- _EXERCISE OBJECTIVE_
Copy exactly the run of lines that begins at the line with "Batch job #47 — class: clump" and ends at the final line of the entries.

- _PROVIDED DATA_
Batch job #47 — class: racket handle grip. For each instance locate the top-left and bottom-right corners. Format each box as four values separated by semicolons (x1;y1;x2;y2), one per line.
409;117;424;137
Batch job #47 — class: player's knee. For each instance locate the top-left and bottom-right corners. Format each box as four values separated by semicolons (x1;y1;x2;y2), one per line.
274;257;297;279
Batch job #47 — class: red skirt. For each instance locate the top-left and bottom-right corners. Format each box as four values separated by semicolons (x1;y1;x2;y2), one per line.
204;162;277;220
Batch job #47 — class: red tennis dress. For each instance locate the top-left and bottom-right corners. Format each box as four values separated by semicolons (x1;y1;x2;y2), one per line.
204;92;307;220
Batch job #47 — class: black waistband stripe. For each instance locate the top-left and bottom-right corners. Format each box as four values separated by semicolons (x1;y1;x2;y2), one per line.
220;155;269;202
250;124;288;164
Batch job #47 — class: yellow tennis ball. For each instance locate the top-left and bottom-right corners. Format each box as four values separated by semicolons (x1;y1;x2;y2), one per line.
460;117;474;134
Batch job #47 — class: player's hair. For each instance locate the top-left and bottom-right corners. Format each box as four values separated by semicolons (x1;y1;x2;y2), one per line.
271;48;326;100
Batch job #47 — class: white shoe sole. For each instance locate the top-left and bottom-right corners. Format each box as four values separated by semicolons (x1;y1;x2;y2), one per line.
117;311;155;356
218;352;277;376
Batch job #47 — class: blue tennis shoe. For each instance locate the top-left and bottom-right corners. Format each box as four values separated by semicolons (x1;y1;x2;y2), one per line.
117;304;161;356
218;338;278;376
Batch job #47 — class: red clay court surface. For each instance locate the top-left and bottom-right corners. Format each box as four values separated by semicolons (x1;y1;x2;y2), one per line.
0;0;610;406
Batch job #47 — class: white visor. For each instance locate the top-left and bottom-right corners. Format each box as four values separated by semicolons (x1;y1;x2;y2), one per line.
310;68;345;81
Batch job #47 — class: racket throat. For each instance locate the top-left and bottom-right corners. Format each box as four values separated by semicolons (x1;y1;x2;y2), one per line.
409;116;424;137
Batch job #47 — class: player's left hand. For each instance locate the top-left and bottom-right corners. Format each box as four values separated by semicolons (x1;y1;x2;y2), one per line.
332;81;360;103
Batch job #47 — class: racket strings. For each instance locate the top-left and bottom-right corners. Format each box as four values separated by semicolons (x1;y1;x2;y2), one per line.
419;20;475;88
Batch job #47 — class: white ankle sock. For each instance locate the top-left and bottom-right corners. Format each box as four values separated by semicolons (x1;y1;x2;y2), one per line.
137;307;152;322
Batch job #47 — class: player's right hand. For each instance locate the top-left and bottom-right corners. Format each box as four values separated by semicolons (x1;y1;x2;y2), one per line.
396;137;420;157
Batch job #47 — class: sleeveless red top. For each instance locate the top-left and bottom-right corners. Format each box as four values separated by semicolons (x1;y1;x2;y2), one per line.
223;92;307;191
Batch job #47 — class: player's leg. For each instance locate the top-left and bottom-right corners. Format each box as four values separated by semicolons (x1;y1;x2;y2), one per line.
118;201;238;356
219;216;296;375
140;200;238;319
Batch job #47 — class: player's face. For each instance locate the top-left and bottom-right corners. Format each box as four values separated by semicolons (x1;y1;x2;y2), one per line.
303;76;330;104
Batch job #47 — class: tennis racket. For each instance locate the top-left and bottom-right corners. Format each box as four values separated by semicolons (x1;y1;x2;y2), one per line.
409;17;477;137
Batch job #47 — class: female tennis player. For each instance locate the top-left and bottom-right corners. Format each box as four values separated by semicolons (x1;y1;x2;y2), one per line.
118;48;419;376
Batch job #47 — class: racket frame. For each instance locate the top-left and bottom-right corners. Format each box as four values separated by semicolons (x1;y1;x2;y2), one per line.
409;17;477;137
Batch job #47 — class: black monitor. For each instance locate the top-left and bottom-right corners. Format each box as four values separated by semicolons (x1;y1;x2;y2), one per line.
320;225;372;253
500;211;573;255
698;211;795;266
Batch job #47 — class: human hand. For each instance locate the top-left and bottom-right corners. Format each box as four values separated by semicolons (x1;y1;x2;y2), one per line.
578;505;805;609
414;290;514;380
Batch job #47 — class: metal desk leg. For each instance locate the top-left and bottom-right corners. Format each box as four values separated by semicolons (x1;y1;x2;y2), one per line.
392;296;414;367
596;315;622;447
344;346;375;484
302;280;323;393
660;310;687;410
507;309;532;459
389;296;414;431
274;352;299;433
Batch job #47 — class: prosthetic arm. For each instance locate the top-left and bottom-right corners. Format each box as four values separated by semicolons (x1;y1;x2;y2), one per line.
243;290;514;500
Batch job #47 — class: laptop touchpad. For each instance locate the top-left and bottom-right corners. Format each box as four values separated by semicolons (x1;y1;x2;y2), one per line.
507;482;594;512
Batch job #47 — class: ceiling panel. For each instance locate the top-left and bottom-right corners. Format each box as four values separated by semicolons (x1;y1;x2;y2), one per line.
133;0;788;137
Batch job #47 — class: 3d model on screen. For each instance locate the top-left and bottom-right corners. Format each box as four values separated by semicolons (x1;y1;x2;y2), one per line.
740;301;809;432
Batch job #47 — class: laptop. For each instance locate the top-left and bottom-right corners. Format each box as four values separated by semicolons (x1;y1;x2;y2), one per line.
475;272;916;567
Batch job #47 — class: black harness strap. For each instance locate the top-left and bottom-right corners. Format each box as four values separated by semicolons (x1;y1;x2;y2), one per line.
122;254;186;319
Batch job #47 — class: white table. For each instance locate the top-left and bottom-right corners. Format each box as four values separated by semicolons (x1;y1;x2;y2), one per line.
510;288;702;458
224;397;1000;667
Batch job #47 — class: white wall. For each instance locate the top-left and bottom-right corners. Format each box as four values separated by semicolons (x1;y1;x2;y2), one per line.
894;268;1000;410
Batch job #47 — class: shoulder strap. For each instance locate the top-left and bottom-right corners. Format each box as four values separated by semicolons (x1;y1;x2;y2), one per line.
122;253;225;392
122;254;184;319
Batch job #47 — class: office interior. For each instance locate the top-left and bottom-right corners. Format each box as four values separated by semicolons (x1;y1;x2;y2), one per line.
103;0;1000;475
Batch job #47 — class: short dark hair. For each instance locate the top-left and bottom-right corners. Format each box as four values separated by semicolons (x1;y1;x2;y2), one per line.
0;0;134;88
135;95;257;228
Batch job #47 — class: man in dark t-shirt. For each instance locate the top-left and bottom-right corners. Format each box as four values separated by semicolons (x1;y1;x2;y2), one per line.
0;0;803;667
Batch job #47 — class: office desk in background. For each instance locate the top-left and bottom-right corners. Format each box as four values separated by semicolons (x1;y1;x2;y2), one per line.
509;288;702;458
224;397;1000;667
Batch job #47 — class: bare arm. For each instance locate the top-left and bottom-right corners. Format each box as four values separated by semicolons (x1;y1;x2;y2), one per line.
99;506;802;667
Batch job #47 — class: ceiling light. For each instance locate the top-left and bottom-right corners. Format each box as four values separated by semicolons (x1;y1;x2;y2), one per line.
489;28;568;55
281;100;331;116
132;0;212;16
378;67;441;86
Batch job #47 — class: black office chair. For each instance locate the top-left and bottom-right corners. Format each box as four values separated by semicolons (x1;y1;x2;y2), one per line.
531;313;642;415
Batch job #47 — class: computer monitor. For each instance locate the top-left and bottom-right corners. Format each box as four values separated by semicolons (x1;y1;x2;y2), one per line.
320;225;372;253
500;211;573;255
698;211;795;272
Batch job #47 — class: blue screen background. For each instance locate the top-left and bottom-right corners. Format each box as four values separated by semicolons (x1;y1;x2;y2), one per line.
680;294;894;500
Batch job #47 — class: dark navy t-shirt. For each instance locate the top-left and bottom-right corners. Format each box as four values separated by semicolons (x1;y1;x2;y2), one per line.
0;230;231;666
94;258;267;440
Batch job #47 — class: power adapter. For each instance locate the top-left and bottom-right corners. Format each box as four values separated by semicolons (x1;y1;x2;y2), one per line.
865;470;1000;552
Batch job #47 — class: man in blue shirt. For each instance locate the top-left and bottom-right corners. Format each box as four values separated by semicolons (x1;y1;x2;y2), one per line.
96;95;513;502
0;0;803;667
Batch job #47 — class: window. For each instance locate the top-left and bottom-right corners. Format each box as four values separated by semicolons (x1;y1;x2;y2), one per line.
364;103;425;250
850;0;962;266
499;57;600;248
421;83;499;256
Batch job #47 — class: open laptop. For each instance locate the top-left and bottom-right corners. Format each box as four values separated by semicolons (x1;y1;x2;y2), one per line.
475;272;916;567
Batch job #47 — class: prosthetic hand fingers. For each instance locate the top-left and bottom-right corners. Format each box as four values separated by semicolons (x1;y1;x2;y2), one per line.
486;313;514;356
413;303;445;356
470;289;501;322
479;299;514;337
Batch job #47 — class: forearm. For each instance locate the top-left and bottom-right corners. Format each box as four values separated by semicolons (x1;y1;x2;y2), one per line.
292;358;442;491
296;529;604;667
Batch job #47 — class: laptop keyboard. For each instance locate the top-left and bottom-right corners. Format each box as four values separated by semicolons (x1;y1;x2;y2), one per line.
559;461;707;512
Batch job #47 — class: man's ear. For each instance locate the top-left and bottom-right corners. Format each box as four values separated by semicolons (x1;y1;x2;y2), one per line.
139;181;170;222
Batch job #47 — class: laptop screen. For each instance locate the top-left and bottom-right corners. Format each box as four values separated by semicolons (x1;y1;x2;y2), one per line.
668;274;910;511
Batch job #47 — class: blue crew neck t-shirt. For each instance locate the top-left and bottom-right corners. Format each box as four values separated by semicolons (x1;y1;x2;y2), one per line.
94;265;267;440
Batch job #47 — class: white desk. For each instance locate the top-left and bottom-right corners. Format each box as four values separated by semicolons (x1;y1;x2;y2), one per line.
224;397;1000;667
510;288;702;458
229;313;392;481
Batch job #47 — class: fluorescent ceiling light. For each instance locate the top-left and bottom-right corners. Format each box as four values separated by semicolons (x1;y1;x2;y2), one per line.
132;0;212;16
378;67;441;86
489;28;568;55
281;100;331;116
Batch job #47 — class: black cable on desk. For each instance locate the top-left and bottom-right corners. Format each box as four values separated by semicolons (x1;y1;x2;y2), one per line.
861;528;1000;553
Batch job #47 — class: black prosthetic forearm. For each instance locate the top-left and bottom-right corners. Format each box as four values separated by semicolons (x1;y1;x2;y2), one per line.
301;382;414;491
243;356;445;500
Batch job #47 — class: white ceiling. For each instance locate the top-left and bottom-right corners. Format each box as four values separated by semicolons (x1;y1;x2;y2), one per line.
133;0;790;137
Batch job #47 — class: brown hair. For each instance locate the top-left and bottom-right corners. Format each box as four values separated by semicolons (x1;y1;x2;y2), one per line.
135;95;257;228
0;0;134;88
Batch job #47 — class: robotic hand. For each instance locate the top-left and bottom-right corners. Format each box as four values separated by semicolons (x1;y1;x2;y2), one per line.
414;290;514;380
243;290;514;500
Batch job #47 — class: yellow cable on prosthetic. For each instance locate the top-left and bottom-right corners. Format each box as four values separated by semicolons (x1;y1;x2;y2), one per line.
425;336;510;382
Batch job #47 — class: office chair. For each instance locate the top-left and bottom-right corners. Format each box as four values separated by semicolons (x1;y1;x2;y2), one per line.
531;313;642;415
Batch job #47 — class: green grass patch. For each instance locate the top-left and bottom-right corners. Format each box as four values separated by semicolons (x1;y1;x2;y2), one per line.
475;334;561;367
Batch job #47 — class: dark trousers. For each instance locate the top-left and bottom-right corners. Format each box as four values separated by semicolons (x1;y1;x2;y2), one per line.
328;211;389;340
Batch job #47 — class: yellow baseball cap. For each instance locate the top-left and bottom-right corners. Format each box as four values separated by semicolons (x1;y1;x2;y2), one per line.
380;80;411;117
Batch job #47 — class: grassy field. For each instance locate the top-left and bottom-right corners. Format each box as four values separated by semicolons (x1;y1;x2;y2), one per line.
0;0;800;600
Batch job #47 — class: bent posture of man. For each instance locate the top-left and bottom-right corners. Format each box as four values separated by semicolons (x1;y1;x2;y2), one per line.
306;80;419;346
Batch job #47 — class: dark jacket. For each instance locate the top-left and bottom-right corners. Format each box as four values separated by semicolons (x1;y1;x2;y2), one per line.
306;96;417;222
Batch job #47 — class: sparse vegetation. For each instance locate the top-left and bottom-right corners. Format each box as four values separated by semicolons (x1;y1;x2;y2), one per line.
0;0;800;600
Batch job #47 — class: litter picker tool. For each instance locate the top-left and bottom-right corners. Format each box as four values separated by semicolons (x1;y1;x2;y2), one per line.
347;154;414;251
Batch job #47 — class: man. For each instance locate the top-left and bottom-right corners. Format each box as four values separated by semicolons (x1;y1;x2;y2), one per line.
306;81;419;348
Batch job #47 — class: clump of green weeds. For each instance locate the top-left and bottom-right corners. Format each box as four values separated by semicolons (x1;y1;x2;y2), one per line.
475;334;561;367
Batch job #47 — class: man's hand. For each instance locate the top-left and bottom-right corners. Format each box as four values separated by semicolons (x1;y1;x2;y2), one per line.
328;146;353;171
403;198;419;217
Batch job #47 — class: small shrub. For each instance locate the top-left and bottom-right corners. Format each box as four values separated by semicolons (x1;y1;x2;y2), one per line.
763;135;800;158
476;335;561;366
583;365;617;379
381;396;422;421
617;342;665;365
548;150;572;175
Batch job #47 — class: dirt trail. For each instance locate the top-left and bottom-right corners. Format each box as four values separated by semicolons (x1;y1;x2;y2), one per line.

- _RESULT OF THIS EXERCISE_
Batch job #47 — class: clump of green weeds. For each instance locate the top-left and bottom-right corners. Format each box as four values separated by semicolons (x1;y1;x2;y2), one per line.
475;334;561;367
Batch job #47 — class: man's hand. For each instance locate the top-left and bottom-right corners. Format each box as four values separated by semicolons (x1;y1;x2;y2), one per line.
328;146;353;171
403;198;419;217
Batch job #47 — class: small shrub. For each instance locate the top-left and bottom-right corners. Format each box as four values separated by semicolons (x1;y1;x2;y2), one per line.
763;135;800;158
476;335;561;366
583;365;617;379
381;396;422;421
617;342;665;365
548;150;572;175
Batch job #47 — class: dirt trail. For each instance locate the top-left and bottom-right corners. Format each box as four values separated by semicolons (x1;y1;x2;y2), one per line.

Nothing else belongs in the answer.